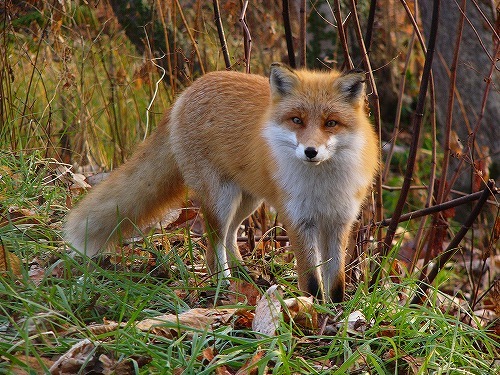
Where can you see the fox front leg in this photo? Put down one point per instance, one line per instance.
(333, 262)
(304, 239)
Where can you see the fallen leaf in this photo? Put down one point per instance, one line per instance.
(356, 323)
(268, 312)
(9, 262)
(33, 364)
(196, 319)
(244, 292)
(302, 312)
(250, 367)
(72, 361)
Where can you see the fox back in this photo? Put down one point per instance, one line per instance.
(300, 140)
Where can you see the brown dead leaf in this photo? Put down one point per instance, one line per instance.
(387, 330)
(244, 292)
(72, 361)
(492, 301)
(22, 215)
(356, 323)
(244, 319)
(9, 262)
(302, 312)
(170, 325)
(123, 367)
(32, 363)
(250, 367)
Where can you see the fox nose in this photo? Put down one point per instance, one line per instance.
(311, 152)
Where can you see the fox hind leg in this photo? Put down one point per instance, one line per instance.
(247, 206)
(220, 207)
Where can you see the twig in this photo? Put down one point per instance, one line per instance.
(247, 38)
(424, 283)
(376, 115)
(343, 39)
(417, 248)
(191, 37)
(399, 109)
(302, 34)
(220, 31)
(451, 101)
(167, 47)
(369, 25)
(417, 124)
(288, 34)
(437, 208)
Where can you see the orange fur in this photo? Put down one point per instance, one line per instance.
(300, 141)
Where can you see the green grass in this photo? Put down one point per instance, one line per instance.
(85, 82)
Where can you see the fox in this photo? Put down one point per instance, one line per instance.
(299, 140)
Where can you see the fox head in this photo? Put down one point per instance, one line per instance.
(319, 114)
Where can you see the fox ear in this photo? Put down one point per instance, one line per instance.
(352, 85)
(282, 79)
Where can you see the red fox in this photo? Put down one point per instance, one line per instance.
(299, 140)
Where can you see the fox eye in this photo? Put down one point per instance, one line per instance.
(330, 123)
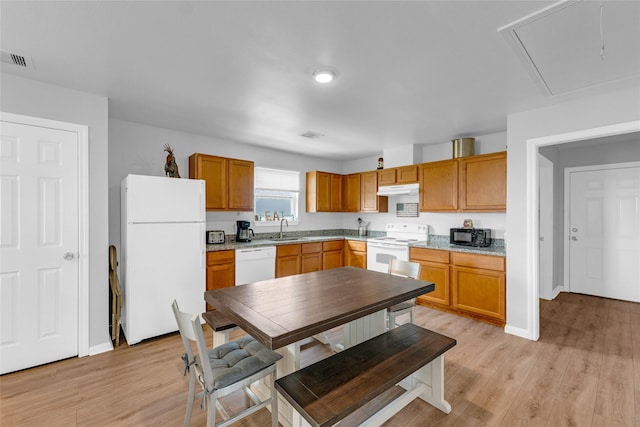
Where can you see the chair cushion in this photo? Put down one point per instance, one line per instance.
(403, 305)
(239, 359)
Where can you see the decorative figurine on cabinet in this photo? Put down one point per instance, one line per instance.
(170, 165)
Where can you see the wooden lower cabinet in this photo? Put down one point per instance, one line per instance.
(311, 258)
(288, 260)
(355, 253)
(332, 254)
(434, 268)
(307, 257)
(221, 270)
(472, 285)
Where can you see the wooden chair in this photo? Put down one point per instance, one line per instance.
(406, 269)
(225, 369)
(116, 295)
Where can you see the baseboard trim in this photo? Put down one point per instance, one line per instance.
(100, 348)
(519, 332)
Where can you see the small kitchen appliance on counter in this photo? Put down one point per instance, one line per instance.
(215, 237)
(244, 233)
(480, 237)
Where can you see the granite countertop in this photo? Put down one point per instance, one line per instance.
(435, 242)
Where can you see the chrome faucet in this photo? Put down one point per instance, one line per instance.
(283, 219)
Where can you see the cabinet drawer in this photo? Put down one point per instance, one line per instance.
(333, 245)
(286, 250)
(355, 245)
(220, 257)
(487, 262)
(430, 255)
(310, 248)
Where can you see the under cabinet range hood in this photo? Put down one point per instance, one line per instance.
(398, 190)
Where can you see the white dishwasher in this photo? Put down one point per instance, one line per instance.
(255, 264)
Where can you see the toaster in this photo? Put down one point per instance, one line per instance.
(215, 237)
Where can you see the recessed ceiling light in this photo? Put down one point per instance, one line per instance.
(324, 76)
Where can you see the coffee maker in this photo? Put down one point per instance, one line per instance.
(243, 233)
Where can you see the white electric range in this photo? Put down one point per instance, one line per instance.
(380, 251)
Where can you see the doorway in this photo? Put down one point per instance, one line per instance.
(604, 230)
(44, 290)
(532, 220)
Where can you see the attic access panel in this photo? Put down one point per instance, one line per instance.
(561, 44)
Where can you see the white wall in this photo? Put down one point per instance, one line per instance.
(138, 149)
(31, 98)
(573, 115)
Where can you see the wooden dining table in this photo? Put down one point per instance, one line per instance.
(282, 312)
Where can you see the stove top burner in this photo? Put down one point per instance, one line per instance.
(403, 234)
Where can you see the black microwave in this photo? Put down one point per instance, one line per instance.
(470, 236)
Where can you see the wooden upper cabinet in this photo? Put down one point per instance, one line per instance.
(407, 174)
(214, 171)
(369, 199)
(352, 192)
(241, 185)
(324, 192)
(387, 176)
(228, 182)
(483, 182)
(337, 193)
(439, 186)
(466, 184)
(399, 175)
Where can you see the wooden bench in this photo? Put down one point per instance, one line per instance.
(221, 326)
(358, 386)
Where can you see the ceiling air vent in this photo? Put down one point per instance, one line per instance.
(311, 134)
(15, 59)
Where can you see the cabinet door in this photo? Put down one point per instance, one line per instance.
(352, 192)
(439, 186)
(481, 292)
(387, 176)
(287, 260)
(369, 199)
(213, 170)
(240, 185)
(336, 193)
(439, 275)
(407, 174)
(332, 254)
(311, 258)
(355, 254)
(483, 182)
(220, 270)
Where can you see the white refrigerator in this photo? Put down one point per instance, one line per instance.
(163, 252)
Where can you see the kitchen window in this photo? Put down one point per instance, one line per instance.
(276, 195)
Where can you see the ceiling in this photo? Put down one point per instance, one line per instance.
(420, 72)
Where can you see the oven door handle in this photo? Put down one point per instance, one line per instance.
(384, 245)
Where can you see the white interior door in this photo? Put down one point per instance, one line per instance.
(604, 231)
(39, 246)
(546, 210)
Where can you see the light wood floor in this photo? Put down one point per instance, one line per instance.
(584, 371)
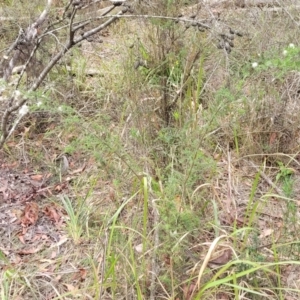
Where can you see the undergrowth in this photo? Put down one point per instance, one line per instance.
(179, 186)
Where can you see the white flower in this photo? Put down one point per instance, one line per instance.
(254, 65)
(17, 94)
(23, 110)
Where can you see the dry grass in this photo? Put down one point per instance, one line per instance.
(197, 200)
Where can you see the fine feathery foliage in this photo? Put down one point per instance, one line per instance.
(149, 150)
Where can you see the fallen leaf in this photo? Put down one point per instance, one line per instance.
(223, 258)
(37, 177)
(62, 240)
(139, 248)
(266, 233)
(80, 275)
(31, 250)
(189, 290)
(52, 213)
(70, 287)
(78, 170)
(30, 215)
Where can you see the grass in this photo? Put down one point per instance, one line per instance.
(188, 199)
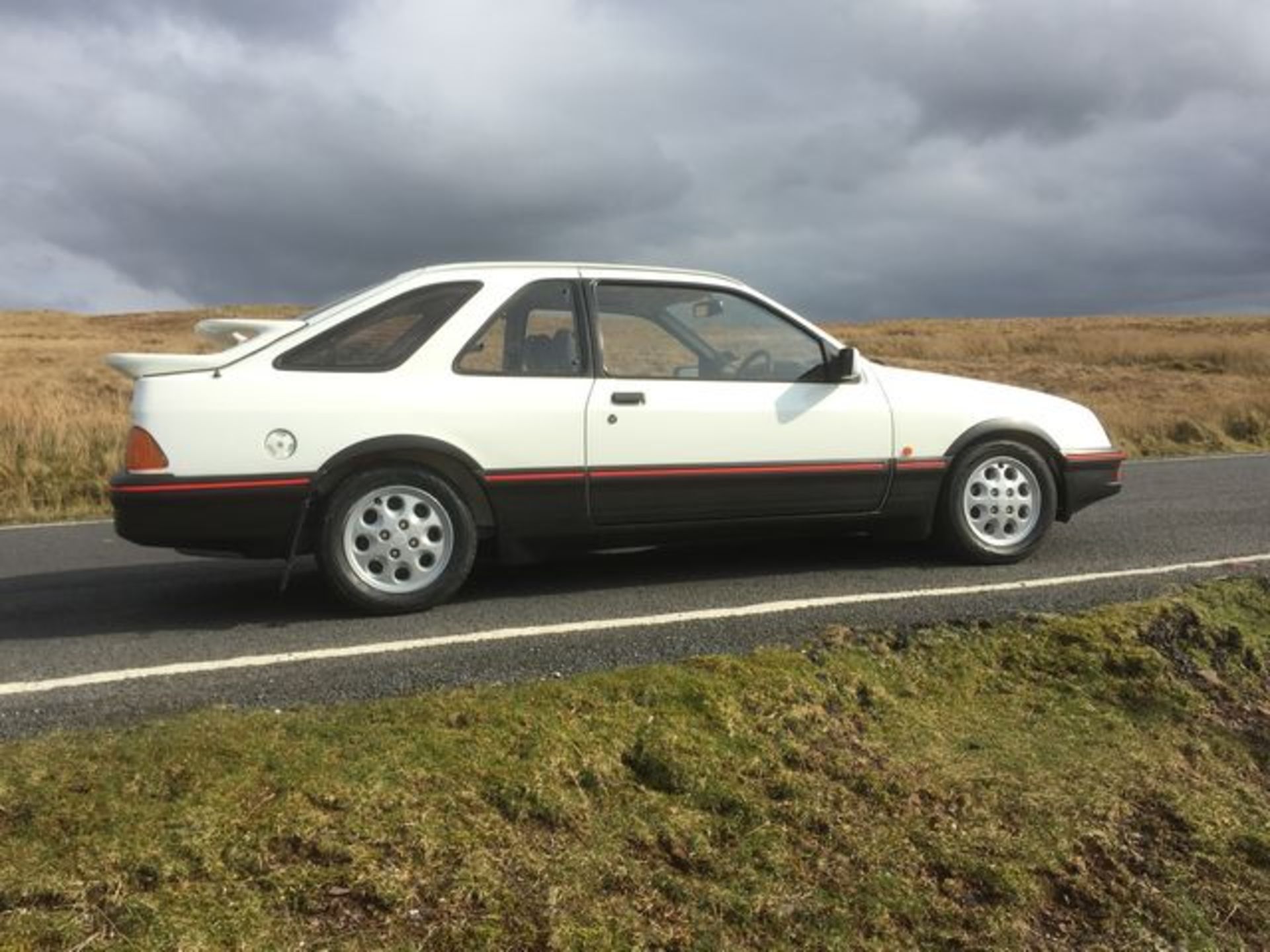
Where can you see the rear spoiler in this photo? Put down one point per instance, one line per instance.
(243, 335)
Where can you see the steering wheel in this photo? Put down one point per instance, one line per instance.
(753, 360)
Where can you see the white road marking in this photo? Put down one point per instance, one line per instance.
(1198, 459)
(647, 621)
(55, 524)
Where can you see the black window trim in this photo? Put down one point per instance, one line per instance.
(817, 375)
(582, 320)
(278, 362)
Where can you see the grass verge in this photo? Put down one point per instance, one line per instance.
(1096, 781)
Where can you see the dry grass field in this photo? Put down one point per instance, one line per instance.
(1164, 385)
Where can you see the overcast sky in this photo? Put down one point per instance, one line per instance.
(857, 160)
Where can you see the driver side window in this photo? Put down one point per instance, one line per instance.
(669, 332)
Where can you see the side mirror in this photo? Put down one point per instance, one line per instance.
(842, 367)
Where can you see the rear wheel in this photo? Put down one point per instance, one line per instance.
(397, 539)
(1000, 503)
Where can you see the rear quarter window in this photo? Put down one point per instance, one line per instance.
(384, 337)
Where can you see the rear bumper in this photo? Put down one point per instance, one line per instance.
(1089, 477)
(243, 516)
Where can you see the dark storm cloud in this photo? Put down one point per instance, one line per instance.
(287, 20)
(930, 157)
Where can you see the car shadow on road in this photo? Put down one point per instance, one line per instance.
(216, 596)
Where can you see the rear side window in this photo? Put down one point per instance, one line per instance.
(535, 334)
(384, 337)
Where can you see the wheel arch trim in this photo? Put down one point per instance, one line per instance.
(1024, 432)
(446, 459)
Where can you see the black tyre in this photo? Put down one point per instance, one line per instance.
(999, 503)
(397, 539)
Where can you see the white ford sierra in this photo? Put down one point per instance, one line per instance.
(531, 405)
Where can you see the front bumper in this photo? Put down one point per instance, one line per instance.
(241, 516)
(1089, 477)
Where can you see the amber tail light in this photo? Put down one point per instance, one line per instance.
(144, 452)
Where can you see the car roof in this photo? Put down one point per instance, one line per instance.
(586, 267)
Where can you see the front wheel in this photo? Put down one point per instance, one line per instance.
(1000, 503)
(397, 539)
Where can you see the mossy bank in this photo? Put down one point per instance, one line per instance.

Work to complete —
From the line that holds "Where can you see the car shadow" down to the last line of the material, copy every line exactly and add nothing.

Solution to this task —
Where can you see the car shadow on road in this photo? Put down one point per instance, one line per instance.
(216, 596)
Where can you see the rear side window in this photo? Put down one point per instance, one line per instance.
(535, 334)
(384, 337)
Where can you see the wheel arch trim in this photo? Put down one point per instance, one line per instance.
(1024, 432)
(446, 459)
Where can you see the black tyre in this photo? Put down one point per instance, one line per instance.
(999, 503)
(397, 539)
Where can you see the white ford sierra in this photo? Put down one point per instance, one line per instance.
(531, 405)
Where can you see the front bumper in this photo? Put down one point per instance, one line per instance.
(241, 516)
(1089, 477)
Where can you see the amber tail light in this photo? Put down one point per instance, one line per instance.
(144, 452)
Where can you see the car roof in this photo? Put down one point per instance, one line per instance.
(586, 267)
Where can you see the front wheel in this photo? Put down one point per instance, one line per instance.
(1000, 503)
(397, 539)
Where can you see the mossy bank in this photo? Put down one point per instance, one line per instance.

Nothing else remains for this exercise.